• What is expected
Skipping each picture, output the entries exactly as they stand below.
:::
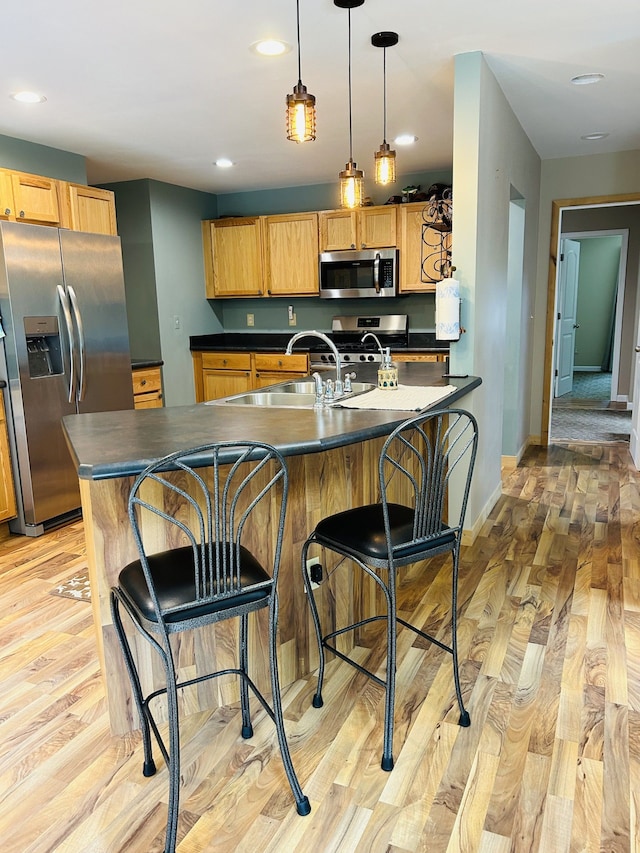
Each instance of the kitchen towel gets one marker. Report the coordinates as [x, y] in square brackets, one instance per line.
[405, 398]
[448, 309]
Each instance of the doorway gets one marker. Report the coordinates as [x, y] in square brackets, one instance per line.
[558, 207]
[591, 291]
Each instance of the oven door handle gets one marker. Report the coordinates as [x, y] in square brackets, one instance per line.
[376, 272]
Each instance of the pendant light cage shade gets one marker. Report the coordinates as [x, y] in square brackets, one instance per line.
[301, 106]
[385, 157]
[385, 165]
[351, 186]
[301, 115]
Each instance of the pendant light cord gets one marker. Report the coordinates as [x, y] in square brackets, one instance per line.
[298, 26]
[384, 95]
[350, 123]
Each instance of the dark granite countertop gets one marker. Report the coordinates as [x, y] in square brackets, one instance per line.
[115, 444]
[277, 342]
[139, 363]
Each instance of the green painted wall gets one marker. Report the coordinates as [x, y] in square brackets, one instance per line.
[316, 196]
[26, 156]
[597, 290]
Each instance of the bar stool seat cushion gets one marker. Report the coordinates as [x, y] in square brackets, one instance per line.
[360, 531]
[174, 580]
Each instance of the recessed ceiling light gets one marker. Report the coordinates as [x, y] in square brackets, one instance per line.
:::
• Output of the task
Each instance of the kitchen towel gets one marker. Report the coordinates as [x, y] in square brackets, one instance per line.
[405, 398]
[448, 309]
Each instance of the doorway gets one marker. Report the coordinates as [x, y] in square brackets, one instance per line.
[558, 207]
[591, 291]
Each instance of the oven door handle gets one marker. Report the coordinates as [x, y] in square brackets, one instance per line.
[376, 272]
Each instance of the pendant light cage shade gets one marker. Report the coordinates as [x, y] in square brackets, one instance per line.
[301, 106]
[385, 157]
[385, 165]
[351, 186]
[301, 115]
Each instance of the pendant light cord gets one marker. Report the coordinates as [x, y] in square brackets, one instance per line.
[298, 26]
[384, 95]
[350, 123]
Each instance of the dark granite countertop gets one marker. Report the coordinates as [x, y] in square brackets, one instance per line.
[115, 444]
[277, 342]
[139, 363]
Each instance of the green painted wall gets one marker. Report the coordinates as [x, y] in square brackets, one instance per line.
[316, 196]
[26, 156]
[597, 290]
Each instance of the bar stool seat cushion gets one marker. Report the coordinates as [x, y] in square brackets, one instance per line.
[360, 531]
[174, 580]
Each instance of the recessed ceiling light gets one marker. Report the coordinates as [x, y] in square brackets, one instance per line.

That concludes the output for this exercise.